◆ Problem 1 ◆
Extract every line of the entries below that contains the word "shingle".
— START Extract to read —
So the final answer, as with many systems performance problems about what is “efficient” depends on your allocation patterns. For transmitting data, there is often a number of small pieces of data that are combined onto a set of pages for the write path. In this case, a hybrid of “in-heap” assembly using small strings followed by blitting into a Bigarray is reasonable. For reading, parsing directly from a Bigarray into a cstruct works well.

This is basically all incorrect; please see above. Accessing Bigarrays can be done via builtin compiler primitives that make it fast. And the point of using them is to avoid multiple small allocations, especially on the read path.

The basic approach to low latency OCaml hasn’t really changed much in the last few decades. You just need to minimise allocation to maximise GC throughput, and OCaml makes it fairly easy to write that sort of low level code. Two papers that might be helpful:

  • “Melange: Towards a functional internet”, EuroSys 2007. Contains a latency analysis of an SSH and DNS server vs C equivalents, and some techniques on writing low-latency protocol parsers. These days, we do roughly the same thing with ppx’s and cstructs, without the DSL in the way.
  • “Jitsu: Just-in-Time Summoning of Unikernel;s”, NSDI 2015. This shows the benefits of whole-system latency control – you can mask latency by doing some operations concurrently, which is easy to do in unikernels and hard in a conventional OS.
— END Extract to read —
— START Provided information —
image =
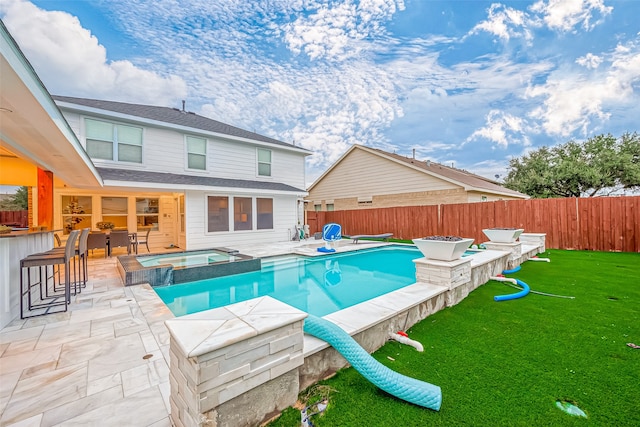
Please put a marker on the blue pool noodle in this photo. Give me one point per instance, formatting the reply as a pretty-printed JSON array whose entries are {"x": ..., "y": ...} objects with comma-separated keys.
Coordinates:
[
  {"x": 520, "y": 294},
  {"x": 406, "y": 388},
  {"x": 514, "y": 270}
]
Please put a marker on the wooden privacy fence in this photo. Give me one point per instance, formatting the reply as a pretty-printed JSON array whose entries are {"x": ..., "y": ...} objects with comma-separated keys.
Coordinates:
[
  {"x": 599, "y": 224},
  {"x": 15, "y": 218}
]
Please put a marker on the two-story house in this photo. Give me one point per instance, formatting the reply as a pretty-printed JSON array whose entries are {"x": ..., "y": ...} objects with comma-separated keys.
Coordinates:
[{"x": 195, "y": 182}]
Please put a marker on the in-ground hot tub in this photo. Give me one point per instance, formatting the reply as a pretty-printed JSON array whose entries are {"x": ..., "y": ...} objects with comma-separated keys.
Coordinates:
[{"x": 186, "y": 266}]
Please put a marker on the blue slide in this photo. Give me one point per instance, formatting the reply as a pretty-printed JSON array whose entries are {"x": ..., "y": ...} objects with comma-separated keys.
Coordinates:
[
  {"x": 406, "y": 388},
  {"x": 525, "y": 290}
]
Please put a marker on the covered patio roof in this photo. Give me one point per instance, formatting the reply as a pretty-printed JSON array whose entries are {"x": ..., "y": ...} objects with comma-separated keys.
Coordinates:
[{"x": 33, "y": 132}]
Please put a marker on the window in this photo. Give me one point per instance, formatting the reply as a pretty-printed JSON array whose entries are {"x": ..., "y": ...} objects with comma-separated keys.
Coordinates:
[
  {"x": 217, "y": 213},
  {"x": 114, "y": 209},
  {"x": 76, "y": 213},
  {"x": 196, "y": 153},
  {"x": 147, "y": 213},
  {"x": 264, "y": 162},
  {"x": 264, "y": 209},
  {"x": 242, "y": 213},
  {"x": 110, "y": 141}
]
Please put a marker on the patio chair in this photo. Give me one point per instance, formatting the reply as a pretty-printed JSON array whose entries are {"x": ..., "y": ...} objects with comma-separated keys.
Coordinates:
[
  {"x": 145, "y": 240},
  {"x": 119, "y": 239},
  {"x": 97, "y": 240}
]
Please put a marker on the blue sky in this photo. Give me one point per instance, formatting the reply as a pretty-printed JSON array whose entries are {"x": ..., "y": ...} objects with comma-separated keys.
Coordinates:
[{"x": 468, "y": 83}]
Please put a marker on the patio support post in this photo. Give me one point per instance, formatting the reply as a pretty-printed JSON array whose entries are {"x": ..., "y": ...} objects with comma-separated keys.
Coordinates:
[{"x": 45, "y": 199}]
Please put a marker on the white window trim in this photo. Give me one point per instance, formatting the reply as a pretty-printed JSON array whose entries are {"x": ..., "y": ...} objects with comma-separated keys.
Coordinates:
[
  {"x": 114, "y": 160},
  {"x": 206, "y": 154},
  {"x": 258, "y": 163}
]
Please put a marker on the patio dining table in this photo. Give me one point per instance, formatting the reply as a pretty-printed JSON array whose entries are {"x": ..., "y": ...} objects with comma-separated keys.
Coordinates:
[{"x": 133, "y": 241}]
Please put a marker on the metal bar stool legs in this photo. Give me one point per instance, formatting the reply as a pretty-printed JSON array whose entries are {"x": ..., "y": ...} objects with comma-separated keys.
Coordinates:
[{"x": 38, "y": 299}]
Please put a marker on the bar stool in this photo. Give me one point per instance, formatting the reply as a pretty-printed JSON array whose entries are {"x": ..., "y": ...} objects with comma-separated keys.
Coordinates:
[
  {"x": 43, "y": 261},
  {"x": 82, "y": 252}
]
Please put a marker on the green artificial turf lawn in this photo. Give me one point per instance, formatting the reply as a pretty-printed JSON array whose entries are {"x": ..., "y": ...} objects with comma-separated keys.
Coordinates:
[{"x": 506, "y": 363}]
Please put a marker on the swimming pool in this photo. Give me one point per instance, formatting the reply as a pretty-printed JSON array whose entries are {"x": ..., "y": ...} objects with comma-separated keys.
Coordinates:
[
  {"x": 316, "y": 285},
  {"x": 186, "y": 259},
  {"x": 187, "y": 266}
]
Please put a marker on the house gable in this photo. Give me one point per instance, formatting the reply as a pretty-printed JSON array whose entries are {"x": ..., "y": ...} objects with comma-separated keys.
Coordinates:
[{"x": 361, "y": 173}]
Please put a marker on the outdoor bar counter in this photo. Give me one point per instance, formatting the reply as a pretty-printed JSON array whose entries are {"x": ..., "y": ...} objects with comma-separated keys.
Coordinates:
[{"x": 13, "y": 247}]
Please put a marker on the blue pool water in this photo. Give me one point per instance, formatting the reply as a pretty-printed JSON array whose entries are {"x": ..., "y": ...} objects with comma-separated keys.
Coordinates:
[{"x": 316, "y": 285}]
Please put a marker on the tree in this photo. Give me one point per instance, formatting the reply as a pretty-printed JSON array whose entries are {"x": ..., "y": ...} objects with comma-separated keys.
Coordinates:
[
  {"x": 17, "y": 202},
  {"x": 601, "y": 165}
]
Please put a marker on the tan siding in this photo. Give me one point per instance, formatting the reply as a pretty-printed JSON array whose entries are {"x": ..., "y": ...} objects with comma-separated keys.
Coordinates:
[
  {"x": 362, "y": 174},
  {"x": 421, "y": 198},
  {"x": 474, "y": 196}
]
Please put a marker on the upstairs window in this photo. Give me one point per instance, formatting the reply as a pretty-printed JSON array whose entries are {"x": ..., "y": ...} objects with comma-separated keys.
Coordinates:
[
  {"x": 110, "y": 141},
  {"x": 196, "y": 153},
  {"x": 264, "y": 162},
  {"x": 264, "y": 208}
]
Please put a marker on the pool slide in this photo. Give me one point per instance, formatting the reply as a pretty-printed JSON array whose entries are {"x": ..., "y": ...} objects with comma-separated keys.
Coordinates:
[{"x": 410, "y": 389}]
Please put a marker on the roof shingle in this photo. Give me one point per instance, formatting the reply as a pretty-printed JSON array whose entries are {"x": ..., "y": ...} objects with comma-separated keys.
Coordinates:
[
  {"x": 204, "y": 181},
  {"x": 172, "y": 116}
]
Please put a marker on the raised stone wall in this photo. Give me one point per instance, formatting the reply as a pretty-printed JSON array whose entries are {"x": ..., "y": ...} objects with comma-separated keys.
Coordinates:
[{"x": 219, "y": 355}]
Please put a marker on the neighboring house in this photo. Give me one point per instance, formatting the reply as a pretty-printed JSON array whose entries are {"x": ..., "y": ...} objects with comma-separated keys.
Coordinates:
[
  {"x": 196, "y": 182},
  {"x": 365, "y": 178}
]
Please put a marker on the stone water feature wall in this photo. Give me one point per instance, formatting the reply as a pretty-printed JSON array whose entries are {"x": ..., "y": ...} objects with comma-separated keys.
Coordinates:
[{"x": 236, "y": 365}]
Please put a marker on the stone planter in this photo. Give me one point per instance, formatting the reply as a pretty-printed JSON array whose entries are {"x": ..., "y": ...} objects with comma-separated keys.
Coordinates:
[
  {"x": 503, "y": 235},
  {"x": 442, "y": 250}
]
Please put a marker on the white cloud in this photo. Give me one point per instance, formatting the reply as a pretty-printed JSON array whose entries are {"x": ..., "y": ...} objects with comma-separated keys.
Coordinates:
[
  {"x": 504, "y": 22},
  {"x": 572, "y": 101},
  {"x": 558, "y": 15},
  {"x": 334, "y": 30},
  {"x": 503, "y": 129},
  {"x": 565, "y": 15},
  {"x": 589, "y": 61},
  {"x": 71, "y": 61}
]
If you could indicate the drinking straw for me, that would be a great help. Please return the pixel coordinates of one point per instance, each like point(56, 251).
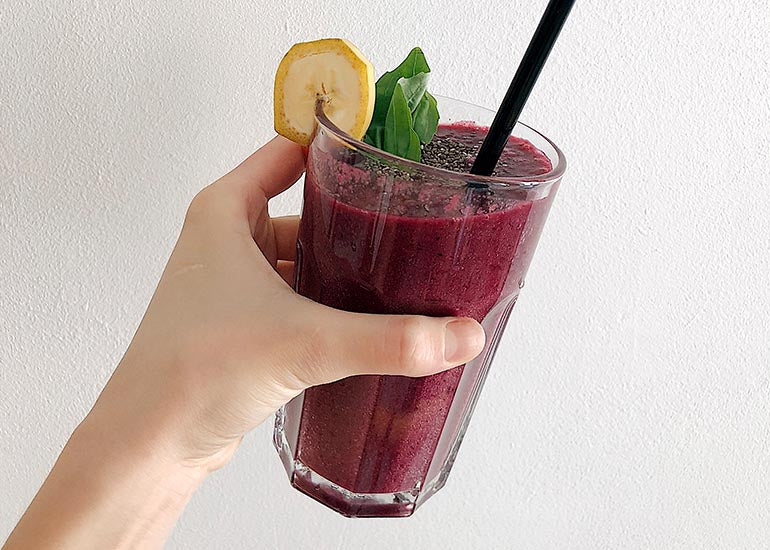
— END Provided information —
◆ Problem 2 ◆
In the excerpt on OCaml performance, at which venue and in what year did the paper "Melange: Towards a functional internet" appear?

◆ Response 1 ◆
Please put a marker on the roof shingle in this photo. Give me one point per instance, formatting the reply as a pretty-printed JSON array whose entries are {"x": ..., "y": ...} objects with comma-separated keys.

◆ Response 2 ◆
EuroSys 2007.